● Teks bacaan
::::::::::

RUU Cilaka Kerap Dikritisi, Ombudsman Bakal Surati Dua Kementerian
JAKARTA – Polemik omnibus law dalam draf Rancangan Undang-undang (RUU) Cipta Lapangan Kerja (Cilaka) yang banyak dikritik sejumlah pihak, membuat Ombudsman Republik Indonesia (ORI) berinisatif memanggil dua kementerian terkait.
Anggota ORI, Alamsyah Saragih, menjelaskan pihaknya bakal mengundang dua kementerian yakni Kementerian Koordinator Bidang Perekonomian dan Kementerian Hukum dan HAM guna menanyakan ihwal RUU tersebut.
Menurut Alamsyah, pihaknya ingin mengetahui bagaimana proses penyusunan hingga terdapat beberapa pasal yang menuai kontroversi. Salah satu pasal
170 RUU Cipta Kerja yang dinilai bertentangan dengan Undang-Undang Nomor 15 Tahun 2019 tentang Pembentukan Peraturan Perundang-undangan (UU PPP).
“Kami mengundang dulu, kami mau dengarkan dulu saja, bagaimana sesungguhnya kok sampai keluar seperti Pasal 170,” ujarnya di Jakarta, Sabtu (22/2/2020).
“Harmonisasi kan ada di Kumham . Itu yang kami akan tanya, kenapa sih kok gini? Siapa aja yang terlibat dan apa yang terjadi. Sehingga publik tahu, apakah benar salah ketik?” Alamsyah menambahkan.
Surat tersebut bakal dilayangkan pada pekan depan, Senin (24/2/2020). Adapun pertemuan diagendakan berlangsung pada pekan yang sama. Menurut Alamsyah, pertemuan digelar secara tertutup antara Ombudsman dan dua kementerian terkait.
“Kami akan lihat supaya nanti jadi catatan ke depan. Yang kedua, ini kan bukti bahwa ketertutupan itu jelek sekali,” ujar dia.
Sebelumnya, Anggota Komisi III DPR RI, Arsul Sani, mengatakan pasal 170 dalam draf omnibus law RUU Cipta Kerja bertentangan dengan Undang-Undang Nomor 15 Tahun 2019 tentang Pembentukan Peraturan Perundang-undangan (UU PPP).

::::::::::

● Kerjakan yang berikut
1 - Sebutkan semua lembaga dan kementerian yang disebut dalam teks tentang RUU Cipta Lapangan Kerja.
2 - Salin ulang bagian teks tentang RUU Cipta Lapangan Kerja, dimulai dari kata-kata yang memuat "Anggota ORI, Alamsyah" dan berhenti setelah "ihwal RUU tersebut.".
Materi sesudah teks ini tidak perlu dipakai.

● Data hasil ekstraksi
::::::::::

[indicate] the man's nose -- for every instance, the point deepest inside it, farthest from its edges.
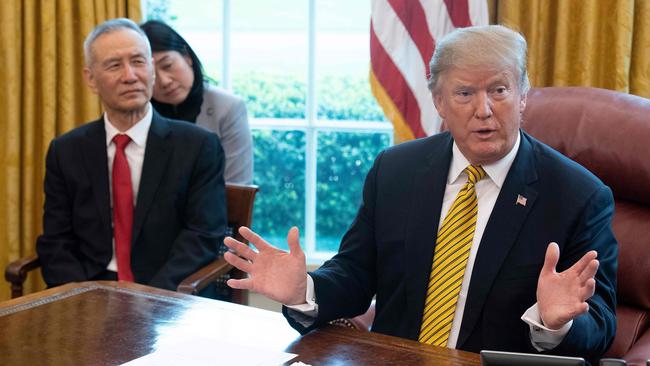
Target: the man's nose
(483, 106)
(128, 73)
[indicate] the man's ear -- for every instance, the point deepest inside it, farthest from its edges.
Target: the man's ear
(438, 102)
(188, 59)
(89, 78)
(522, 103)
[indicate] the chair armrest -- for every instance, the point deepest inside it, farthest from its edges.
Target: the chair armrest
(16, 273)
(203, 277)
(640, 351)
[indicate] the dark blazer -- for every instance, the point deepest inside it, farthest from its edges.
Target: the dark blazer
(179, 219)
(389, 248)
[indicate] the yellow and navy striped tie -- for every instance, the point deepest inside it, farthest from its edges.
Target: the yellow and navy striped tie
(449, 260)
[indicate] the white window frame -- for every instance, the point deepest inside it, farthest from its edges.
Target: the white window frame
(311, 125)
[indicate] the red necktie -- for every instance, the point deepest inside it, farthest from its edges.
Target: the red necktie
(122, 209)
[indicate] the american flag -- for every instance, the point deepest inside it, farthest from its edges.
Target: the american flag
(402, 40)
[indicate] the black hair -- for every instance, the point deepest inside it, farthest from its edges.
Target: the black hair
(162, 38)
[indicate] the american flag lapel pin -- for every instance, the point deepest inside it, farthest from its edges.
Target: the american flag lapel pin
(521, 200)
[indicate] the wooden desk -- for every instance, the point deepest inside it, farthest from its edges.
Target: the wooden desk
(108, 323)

::::::::::

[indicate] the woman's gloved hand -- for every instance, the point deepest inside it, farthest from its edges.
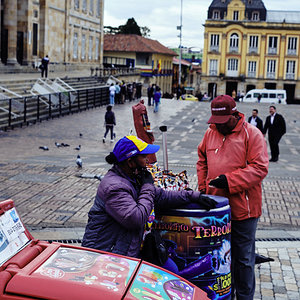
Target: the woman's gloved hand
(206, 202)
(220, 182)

::::::::::

● Kumpulan jawaban
1 -
- Ombudsman Republik Indonesia (ORI)
- Kementerian Koordinator Bidang Perekonomian
- Kementerian Hukum dan HAM (Kumham)
- Komisi III DPR RI

2 -
Anggota ORI, Alamsyah Saragih, menjelaskan pihaknya bakal mengundang dua kementerian yakni Kementerian Koordinator Bidang Perekonomian dan Kementerian Hukum dan HAM guna menanyakan ihwal RUU tersebut.